* _Texto de origem_:
O
cinema Tivoli em Lisboa celebra este ano 90 anos, mais propriamente no dia 30
de Novembro. Uma bonita idade para uma das mais emblemáticas salas de cinema da
cidade e que felizmente ainda continua de pé. Assim, pareceu-me ser uma boa
altura para fazer uma viagem nostálgica pelas minhas memórias e escrever uma
crónica sobre este cinema.
O cinema Tivoli não foi o primeiro a que fui (essa honra
cabe ao extinto Éden), mas é talvez aquele de que tenho melhores memórias.
Grande, mas acolhedor, era o local perfeito para ver cinema e durante anos foi
a minha sala preferida de Lisboa.

* _Objetivo 1_:
Segundo o texto sobre o cinema Tivoli, em que dia o cinema celebra os 90 anos?
Os registos não têm qualquer relação com o texto.

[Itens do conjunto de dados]

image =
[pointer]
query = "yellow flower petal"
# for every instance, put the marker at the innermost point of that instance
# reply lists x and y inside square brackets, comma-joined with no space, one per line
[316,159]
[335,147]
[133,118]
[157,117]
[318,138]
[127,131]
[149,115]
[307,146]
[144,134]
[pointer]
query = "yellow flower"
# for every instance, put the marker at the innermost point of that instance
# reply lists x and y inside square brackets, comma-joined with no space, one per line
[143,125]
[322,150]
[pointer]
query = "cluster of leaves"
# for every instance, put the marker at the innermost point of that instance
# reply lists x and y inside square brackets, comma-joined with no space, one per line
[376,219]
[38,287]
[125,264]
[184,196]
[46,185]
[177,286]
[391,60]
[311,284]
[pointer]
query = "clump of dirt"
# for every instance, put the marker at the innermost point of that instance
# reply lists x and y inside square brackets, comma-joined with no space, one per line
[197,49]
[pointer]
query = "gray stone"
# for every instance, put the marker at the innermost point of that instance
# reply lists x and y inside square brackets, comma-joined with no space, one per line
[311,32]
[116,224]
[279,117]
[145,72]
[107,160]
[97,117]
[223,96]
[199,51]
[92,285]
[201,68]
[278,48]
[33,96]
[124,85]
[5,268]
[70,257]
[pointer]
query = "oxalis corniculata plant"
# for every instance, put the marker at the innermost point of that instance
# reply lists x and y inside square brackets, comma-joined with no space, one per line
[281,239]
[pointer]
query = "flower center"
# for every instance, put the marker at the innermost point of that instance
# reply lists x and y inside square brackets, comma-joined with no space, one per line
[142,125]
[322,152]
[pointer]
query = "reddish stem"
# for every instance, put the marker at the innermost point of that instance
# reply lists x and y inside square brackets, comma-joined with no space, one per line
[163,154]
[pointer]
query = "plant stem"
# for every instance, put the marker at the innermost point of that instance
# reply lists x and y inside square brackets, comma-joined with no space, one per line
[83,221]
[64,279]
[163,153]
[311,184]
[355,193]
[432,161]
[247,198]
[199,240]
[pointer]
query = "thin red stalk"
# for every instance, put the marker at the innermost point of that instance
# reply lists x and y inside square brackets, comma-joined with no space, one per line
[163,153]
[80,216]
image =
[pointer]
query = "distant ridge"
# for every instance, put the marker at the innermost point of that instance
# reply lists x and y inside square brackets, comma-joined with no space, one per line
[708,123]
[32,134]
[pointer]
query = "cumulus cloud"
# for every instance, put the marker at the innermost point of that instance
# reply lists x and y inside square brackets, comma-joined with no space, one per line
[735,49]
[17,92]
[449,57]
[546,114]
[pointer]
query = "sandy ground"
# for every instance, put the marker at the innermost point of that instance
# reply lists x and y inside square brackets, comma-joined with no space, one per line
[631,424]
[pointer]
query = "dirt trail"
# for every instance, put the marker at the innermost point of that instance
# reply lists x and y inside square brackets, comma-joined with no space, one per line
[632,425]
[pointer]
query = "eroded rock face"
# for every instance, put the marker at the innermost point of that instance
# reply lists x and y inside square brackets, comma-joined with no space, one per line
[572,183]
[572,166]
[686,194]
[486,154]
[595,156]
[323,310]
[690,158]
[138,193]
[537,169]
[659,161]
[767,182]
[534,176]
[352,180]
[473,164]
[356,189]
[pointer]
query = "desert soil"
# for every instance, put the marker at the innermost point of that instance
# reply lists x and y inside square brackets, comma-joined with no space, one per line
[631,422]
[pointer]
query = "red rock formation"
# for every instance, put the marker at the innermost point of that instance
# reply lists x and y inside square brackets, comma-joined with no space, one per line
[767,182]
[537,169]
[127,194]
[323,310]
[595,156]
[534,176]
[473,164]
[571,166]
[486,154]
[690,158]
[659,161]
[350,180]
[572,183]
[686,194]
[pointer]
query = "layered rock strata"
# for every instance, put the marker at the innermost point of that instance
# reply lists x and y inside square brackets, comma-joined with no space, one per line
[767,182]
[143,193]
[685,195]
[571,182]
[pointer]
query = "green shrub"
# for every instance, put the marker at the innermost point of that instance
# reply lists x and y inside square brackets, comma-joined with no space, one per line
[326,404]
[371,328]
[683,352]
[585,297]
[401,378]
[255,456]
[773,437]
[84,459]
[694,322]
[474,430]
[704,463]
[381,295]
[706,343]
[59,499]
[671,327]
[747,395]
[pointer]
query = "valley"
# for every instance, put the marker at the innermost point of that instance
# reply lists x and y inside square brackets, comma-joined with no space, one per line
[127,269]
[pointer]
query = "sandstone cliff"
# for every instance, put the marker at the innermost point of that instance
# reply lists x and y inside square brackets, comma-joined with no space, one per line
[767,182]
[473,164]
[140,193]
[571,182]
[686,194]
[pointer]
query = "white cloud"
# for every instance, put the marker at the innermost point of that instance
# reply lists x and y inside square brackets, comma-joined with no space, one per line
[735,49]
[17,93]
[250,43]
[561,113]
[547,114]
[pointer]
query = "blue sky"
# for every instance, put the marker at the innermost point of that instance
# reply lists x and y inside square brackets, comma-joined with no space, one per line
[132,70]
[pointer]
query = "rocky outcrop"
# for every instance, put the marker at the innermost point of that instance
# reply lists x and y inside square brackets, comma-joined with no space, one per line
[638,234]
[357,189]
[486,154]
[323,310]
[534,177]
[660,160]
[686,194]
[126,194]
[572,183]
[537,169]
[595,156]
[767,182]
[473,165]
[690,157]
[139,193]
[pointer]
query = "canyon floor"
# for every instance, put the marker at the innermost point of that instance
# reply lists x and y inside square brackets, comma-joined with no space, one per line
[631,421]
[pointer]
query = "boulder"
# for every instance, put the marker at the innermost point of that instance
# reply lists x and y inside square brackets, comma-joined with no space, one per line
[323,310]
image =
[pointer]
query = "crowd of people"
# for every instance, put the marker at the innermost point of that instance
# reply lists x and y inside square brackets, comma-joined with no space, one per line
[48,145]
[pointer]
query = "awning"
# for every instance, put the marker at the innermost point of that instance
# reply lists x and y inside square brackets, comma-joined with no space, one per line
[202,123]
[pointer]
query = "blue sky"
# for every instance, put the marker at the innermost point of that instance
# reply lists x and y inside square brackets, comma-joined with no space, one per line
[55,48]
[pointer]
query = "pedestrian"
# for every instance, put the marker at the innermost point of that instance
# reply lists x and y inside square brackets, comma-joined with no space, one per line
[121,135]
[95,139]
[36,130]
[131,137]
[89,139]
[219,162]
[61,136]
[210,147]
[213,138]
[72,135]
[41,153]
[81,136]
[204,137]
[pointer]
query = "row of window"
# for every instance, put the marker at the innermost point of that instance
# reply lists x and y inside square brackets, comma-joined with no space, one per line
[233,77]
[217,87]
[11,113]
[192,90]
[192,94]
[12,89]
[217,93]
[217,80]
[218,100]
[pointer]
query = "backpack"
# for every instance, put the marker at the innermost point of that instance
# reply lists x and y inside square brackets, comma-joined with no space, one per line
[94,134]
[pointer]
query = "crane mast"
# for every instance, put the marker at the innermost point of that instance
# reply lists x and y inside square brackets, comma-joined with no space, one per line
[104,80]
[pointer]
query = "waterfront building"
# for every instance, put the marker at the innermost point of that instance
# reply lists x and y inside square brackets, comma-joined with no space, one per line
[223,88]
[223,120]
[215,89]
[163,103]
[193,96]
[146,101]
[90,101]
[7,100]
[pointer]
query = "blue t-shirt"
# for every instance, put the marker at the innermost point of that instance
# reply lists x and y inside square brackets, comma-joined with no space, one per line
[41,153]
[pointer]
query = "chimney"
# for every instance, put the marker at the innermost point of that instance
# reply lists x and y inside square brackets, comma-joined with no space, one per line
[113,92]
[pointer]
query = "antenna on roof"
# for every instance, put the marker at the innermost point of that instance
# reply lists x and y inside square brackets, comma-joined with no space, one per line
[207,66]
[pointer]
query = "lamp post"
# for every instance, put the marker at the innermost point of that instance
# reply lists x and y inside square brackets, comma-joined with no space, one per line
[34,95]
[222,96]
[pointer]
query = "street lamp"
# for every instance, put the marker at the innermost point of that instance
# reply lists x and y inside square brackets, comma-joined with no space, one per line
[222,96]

* _Objetivo 2_:
Indica quantas linhas dos registos contêm a palavra "cloud", distinguindo maiúsculas de minúsculas. Responde apenas com o número.

* _Resposta do exercício 1_:
No dia 30 de Novembro.

* _Resposta do exercício 2_:
2